Selected extract ->
+++++
Download Riak 2.0

Five-Minute Install

In this tutorial, we'll install Riak and build a five-node Riak cluster running on your local machine.

Install Riak

Basho's pre-packaged Riak binaries (found under Downloads) embed the Erlang runtime. This tutorial, however, is based on a source build, so you will need to install Erlang if it is not installed on your machine already.

If you wish to build Riak 2.0 from source, we strongly recommend using Basho's patched version of Erlang. The tar file for this version can be downloaded here.

curl -O http://s3.amazonaws.com/downloads.basho.com/erlang/otp_src_R16B02-basho5.tar.gz
tar -xvf otp_src_R16B02-basho5.tar.gz
cd otp_src_R16B02-basho5

Once you have unzipped the package, see our guide to installing Erlang for installation instructions.

Get the Source

The following links provide platform-specific instructions for downloading and installing Riak from source.

Build Riak

Now that you've downloaded and installed Riak using the instructions above, it's time to build it. Access the riak directory from your install and run make all:

cd riak-2.0.2
make all

The make all command grabs all of Riak's dependencies for you so that you don't have to chase them down on your own. This process will likely take a few moments.

Start Up Five Nodes

Now that Riak is built, use Rebar, a packaging and build system for Erlang applications, to get five self-contained Riak nodes running on your machine. When you put Riak into production, Rebar will enable you to ship a pre-built Riak package to your deployment machines. But for now, we'll just stick to the five nodes. You can set the number of nodes you wish to create via DEVNODES.

From the same directory in which you just ran make all, you can use the following command to start up five nodes:

make devrel DEVNODES=5

You have just generated a dev directory. Let's go into that directory to check out its contents:

cd dev; ls

You will see that five directories beginning with dev have been created:

dev1       dev2       dev3       dev4       dev5

Each of these directories is a complete, self-contained package containing a Riak node. We need to start each node individually using the start command in the bin directory. Let's start with dev1:

dev1/bin/riak start
ulimit warning

At this point, you may receive a warning message to increase the number of open file handles, i.e. ulimit, in your operating system. See our Open Files Limit guide for platform-specific instructions on doing so.

Once you've started the node in dev1, do the same for dev2 through dev5:

dev2/bin/riak start
dev3/bin/riak start
dev4/bin/riak start
dev5/bin/riak start

Of if you prefer more succinct commands, you can use a for loop to iterate through and start the available nodes:

for node in dev*; do $node/bin/riak start; done

Check Running Nodes

After you have the nodes up and running, it's time to test them and make sure that they're available. You can do this by taking a quick look at your process list. To do this, run:

ps aux | grep beam

This should give you granular details on the five running Riak nodes. If you'd like to simply check which nodes are running and which are not, you can run the riak ping command on a specific node:

dev1/bin/riak ping

If the response is pong, then the node is up and running. Otherwise, the node is currently stopped and will return something like the following:

Node 'dev1@127.0.0.1' not responding to pings.
+++++
Information given ->
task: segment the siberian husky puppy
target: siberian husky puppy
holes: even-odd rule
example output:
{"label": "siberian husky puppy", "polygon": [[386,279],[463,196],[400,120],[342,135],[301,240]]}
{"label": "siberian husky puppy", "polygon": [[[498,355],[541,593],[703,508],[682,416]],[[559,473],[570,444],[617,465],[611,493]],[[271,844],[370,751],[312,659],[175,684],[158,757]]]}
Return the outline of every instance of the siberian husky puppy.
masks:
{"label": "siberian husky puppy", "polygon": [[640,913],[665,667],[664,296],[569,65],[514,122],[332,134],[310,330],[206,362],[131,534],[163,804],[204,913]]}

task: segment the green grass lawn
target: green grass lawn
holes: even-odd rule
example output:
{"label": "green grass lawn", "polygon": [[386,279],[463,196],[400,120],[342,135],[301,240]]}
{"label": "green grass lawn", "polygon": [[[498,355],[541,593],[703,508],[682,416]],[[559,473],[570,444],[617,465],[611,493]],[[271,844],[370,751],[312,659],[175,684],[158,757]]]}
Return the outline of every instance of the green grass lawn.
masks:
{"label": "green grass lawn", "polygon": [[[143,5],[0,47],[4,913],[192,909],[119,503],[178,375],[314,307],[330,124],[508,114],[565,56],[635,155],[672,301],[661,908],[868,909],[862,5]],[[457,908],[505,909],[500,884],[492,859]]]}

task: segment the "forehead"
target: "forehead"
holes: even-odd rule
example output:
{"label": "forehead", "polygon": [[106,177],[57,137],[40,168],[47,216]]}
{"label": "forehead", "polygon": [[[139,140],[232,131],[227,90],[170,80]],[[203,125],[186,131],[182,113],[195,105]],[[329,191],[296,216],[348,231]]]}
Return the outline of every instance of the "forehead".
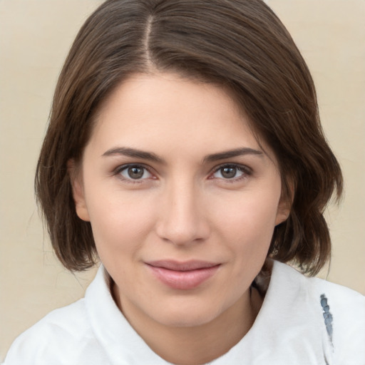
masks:
{"label": "forehead", "polygon": [[132,76],[113,91],[96,121],[89,144],[103,148],[123,144],[163,153],[185,147],[209,154],[262,145],[227,90],[172,73]]}

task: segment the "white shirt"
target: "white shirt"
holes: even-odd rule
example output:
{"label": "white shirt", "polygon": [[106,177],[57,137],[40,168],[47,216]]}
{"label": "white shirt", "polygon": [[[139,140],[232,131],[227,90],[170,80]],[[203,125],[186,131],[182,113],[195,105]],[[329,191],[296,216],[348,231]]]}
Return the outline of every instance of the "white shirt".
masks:
{"label": "white shirt", "polygon": [[[324,295],[321,298],[321,295]],[[327,299],[328,307],[326,307]],[[324,323],[327,319],[327,327]],[[330,317],[332,316],[333,321]],[[330,336],[331,329],[333,336]],[[20,335],[4,365],[166,365],[115,305],[101,267],[85,297]],[[212,365],[365,365],[365,297],[274,262],[256,320]]]}

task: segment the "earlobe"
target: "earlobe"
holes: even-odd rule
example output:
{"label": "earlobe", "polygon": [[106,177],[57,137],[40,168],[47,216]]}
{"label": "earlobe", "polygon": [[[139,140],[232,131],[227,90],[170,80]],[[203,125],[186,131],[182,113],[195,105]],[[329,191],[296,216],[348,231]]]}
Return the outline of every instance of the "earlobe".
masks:
{"label": "earlobe", "polygon": [[280,204],[279,205],[277,212],[277,219],[275,220],[275,225],[278,225],[283,222],[285,222],[290,214],[290,208],[288,207],[288,205],[286,203],[285,207],[280,207]]}
{"label": "earlobe", "polygon": [[82,175],[78,170],[73,159],[67,163],[67,170],[70,176],[72,195],[75,202],[75,209],[78,217],[86,222],[90,222],[88,207],[85,199]]}
{"label": "earlobe", "polygon": [[[277,206],[277,217],[275,220],[275,225],[278,225],[283,222],[285,222],[290,215],[292,205],[293,204],[294,195],[294,183],[292,180],[289,182],[289,187],[287,191],[282,192],[280,201]],[[289,191],[287,191],[289,190]]]}

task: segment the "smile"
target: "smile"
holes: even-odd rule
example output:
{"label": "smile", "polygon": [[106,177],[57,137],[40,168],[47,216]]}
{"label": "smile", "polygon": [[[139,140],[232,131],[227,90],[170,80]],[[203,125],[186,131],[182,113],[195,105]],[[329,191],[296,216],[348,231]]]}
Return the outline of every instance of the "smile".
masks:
+++++
Required work ->
a) Answer these questions about the Riak install tutorial:
(i) Which command fetches all of Riak's dependencies?
(ii) Which setting controls the number of nodes to create?
(iii) What response to riak ping shows that a node is up and running?
b) List every line of the rows that contains the string "smile".
The Riak tutorial and the rows are unrelated material.

Written responses ->
a)
(i) make all
(ii) DEVNODES
(iii) pong

b)
task: segment the "smile"
target: "smile"
{"label": "smile", "polygon": [[106,177],[57,137],[40,168],[47,216]]}
{"label": "smile", "polygon": [[[139,140],[232,131],[227,90],[170,80]],[[203,125],[186,131],[182,113],[195,105]],[[329,191],[296,216],[348,231]]]}
Return the outline of every instance of the "smile".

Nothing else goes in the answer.